→ **Stated goal**
Find every line in the rows below that contains the string "stick", and copy each of those lines. Case counts.

start Given information

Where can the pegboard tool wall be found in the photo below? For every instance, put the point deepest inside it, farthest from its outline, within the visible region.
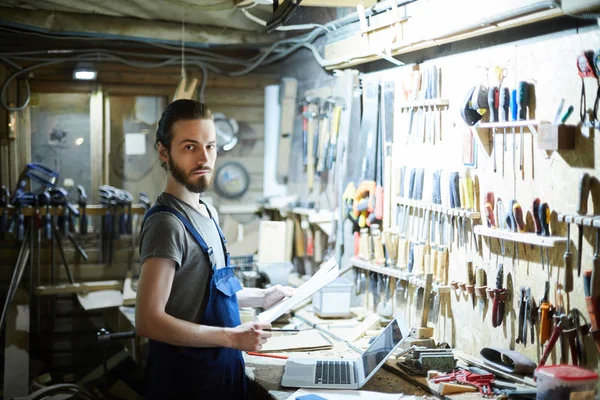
(549, 62)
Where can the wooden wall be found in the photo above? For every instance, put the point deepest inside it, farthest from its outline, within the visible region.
(546, 60)
(66, 343)
(548, 63)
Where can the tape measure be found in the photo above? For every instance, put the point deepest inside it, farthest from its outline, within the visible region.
(584, 65)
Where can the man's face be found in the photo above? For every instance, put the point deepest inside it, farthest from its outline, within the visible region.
(193, 153)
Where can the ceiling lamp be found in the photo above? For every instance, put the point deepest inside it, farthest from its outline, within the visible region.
(85, 72)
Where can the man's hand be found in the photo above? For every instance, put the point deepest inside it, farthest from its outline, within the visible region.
(274, 294)
(249, 336)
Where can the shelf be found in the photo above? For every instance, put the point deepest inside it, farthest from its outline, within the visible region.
(425, 103)
(457, 212)
(413, 279)
(358, 263)
(314, 216)
(483, 131)
(531, 124)
(529, 238)
(232, 209)
(585, 220)
(91, 210)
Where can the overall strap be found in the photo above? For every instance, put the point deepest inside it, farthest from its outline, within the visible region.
(223, 240)
(188, 225)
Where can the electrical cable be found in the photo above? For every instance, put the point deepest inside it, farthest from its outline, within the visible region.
(584, 16)
(290, 45)
(298, 27)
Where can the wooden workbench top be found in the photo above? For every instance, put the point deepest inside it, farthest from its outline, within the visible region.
(267, 372)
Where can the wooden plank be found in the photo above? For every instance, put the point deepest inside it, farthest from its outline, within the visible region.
(78, 287)
(129, 295)
(358, 45)
(527, 237)
(238, 97)
(243, 114)
(91, 210)
(117, 73)
(322, 3)
(16, 348)
(254, 165)
(100, 299)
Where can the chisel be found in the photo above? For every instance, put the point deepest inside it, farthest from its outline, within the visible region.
(584, 191)
(493, 100)
(523, 99)
(503, 108)
(568, 257)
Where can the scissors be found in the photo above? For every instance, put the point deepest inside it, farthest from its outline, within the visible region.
(501, 73)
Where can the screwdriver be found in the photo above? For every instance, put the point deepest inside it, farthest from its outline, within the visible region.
(595, 284)
(503, 107)
(584, 191)
(514, 117)
(544, 215)
(489, 209)
(512, 223)
(523, 100)
(538, 225)
(568, 257)
(493, 100)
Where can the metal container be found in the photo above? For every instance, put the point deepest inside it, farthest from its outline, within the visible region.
(333, 300)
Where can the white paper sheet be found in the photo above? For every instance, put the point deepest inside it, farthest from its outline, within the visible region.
(351, 394)
(135, 144)
(324, 276)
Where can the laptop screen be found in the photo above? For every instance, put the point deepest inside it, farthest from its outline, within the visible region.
(381, 347)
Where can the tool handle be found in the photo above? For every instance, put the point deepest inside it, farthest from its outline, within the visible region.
(462, 192)
(379, 202)
(469, 193)
(411, 257)
(497, 310)
(3, 221)
(504, 104)
(544, 322)
(595, 281)
(493, 104)
(521, 337)
(454, 190)
(513, 105)
(555, 335)
(489, 213)
(442, 264)
(568, 278)
(83, 224)
(536, 216)
(20, 227)
(584, 191)
(402, 253)
(544, 215)
(518, 217)
(511, 218)
(523, 98)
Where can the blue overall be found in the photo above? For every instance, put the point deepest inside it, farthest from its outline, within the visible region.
(176, 372)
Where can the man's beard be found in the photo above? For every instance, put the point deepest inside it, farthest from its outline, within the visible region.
(193, 183)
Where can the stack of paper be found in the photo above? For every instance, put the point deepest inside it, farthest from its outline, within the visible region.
(347, 395)
(323, 277)
(309, 340)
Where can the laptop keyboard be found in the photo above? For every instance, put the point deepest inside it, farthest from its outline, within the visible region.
(333, 372)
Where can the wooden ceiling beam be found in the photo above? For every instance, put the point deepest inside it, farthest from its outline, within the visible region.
(322, 3)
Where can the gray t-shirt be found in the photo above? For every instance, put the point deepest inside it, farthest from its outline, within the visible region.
(165, 236)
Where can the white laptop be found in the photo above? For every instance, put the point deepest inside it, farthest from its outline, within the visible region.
(345, 373)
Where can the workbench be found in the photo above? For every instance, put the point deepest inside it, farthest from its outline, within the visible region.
(267, 372)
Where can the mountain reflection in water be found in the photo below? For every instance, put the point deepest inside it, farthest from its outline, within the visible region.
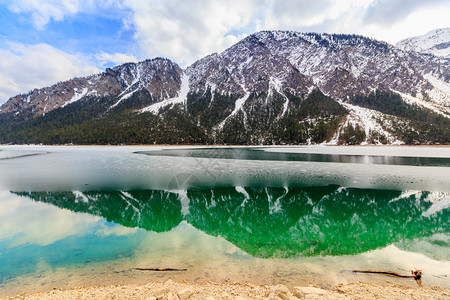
(273, 222)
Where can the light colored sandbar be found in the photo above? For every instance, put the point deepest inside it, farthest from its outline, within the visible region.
(213, 290)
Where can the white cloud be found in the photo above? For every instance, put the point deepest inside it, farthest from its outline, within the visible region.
(185, 31)
(188, 30)
(25, 67)
(43, 11)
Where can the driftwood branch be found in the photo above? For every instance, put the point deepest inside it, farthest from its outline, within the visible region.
(159, 269)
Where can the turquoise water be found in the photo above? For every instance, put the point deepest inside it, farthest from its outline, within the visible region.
(90, 215)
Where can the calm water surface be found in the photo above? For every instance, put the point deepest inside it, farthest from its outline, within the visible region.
(294, 215)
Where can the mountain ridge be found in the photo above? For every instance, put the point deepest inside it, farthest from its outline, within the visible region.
(260, 82)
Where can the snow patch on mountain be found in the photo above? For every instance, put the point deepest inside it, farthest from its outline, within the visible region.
(422, 103)
(180, 99)
(76, 96)
(237, 107)
(436, 42)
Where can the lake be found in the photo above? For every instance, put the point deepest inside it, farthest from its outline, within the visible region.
(79, 215)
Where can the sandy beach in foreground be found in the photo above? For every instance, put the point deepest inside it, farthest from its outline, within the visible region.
(213, 290)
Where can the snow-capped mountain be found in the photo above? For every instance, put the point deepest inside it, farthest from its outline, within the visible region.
(436, 42)
(271, 87)
(159, 77)
(274, 222)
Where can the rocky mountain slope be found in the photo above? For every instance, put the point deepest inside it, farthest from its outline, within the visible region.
(272, 87)
(275, 222)
(436, 42)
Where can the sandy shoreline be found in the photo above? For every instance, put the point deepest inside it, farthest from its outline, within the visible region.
(227, 290)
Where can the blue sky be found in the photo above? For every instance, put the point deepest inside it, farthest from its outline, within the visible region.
(46, 41)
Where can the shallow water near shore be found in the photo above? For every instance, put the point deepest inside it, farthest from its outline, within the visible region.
(293, 215)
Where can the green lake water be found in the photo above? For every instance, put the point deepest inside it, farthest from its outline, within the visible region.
(298, 216)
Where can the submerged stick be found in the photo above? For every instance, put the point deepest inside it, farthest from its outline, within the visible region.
(159, 269)
(417, 274)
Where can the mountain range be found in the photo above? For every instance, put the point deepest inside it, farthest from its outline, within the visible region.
(272, 87)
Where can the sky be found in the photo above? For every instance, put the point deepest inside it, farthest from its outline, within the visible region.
(43, 42)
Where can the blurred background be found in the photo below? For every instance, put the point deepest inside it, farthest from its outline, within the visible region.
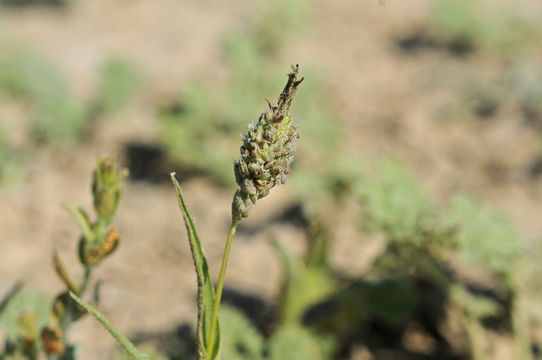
(409, 227)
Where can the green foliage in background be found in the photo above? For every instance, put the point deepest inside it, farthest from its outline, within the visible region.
(36, 326)
(395, 202)
(7, 162)
(482, 24)
(25, 314)
(485, 237)
(56, 113)
(202, 130)
(242, 341)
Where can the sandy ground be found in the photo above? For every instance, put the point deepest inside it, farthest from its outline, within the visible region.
(388, 102)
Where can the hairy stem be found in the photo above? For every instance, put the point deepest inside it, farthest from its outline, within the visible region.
(220, 285)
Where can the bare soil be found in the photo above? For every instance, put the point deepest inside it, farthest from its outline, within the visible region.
(388, 101)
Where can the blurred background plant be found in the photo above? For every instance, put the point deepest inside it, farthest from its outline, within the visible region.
(376, 250)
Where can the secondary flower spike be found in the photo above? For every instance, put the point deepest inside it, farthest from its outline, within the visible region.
(267, 151)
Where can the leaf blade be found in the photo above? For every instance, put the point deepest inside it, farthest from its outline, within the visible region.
(121, 339)
(206, 291)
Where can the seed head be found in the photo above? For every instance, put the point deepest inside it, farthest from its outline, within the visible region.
(266, 152)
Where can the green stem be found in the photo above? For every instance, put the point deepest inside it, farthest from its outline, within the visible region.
(84, 283)
(220, 285)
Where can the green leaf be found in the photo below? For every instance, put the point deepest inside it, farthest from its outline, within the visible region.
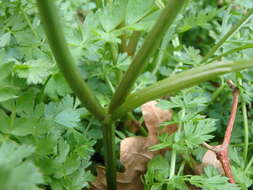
(137, 10)
(112, 15)
(8, 93)
(35, 71)
(5, 39)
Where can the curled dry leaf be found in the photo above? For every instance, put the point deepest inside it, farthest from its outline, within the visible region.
(210, 159)
(134, 153)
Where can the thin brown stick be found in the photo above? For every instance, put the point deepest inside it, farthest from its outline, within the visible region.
(222, 150)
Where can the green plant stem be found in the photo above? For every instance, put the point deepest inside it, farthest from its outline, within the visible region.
(217, 92)
(173, 163)
(110, 158)
(150, 44)
(249, 165)
(181, 168)
(247, 46)
(29, 23)
(114, 52)
(245, 124)
(65, 61)
(133, 41)
(180, 81)
(246, 131)
(227, 36)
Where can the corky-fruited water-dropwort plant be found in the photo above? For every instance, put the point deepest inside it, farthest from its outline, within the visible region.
(111, 54)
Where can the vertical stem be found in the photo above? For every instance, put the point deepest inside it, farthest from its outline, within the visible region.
(173, 163)
(110, 158)
(227, 36)
(133, 43)
(246, 131)
(246, 126)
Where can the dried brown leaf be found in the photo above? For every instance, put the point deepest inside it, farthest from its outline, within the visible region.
(134, 152)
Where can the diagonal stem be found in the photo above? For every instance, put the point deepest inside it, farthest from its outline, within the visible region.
(153, 39)
(178, 82)
(222, 150)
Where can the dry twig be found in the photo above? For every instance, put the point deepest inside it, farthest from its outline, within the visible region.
(221, 151)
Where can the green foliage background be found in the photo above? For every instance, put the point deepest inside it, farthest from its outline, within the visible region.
(48, 141)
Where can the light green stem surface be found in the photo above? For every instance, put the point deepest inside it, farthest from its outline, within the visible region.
(151, 42)
(180, 81)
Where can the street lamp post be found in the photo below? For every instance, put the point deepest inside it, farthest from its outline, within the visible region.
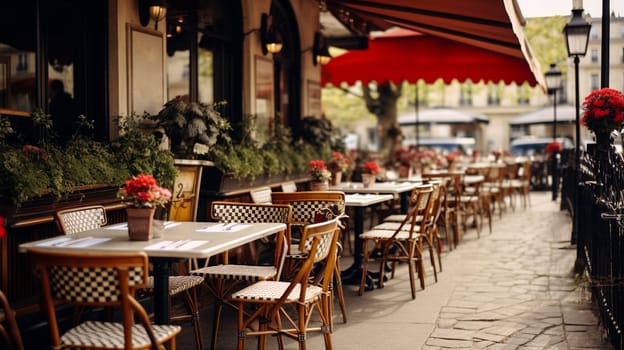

end Given information

→ **Task solution**
Where can the submerged stick be found in the photo above? For every instance, put the point deepest inside it, farthest from its outline, within the visible region.
Where can the thin brown stick be found in the photo above? For every instance, put the point deepest inside it, farthest from its outline, within the visible region.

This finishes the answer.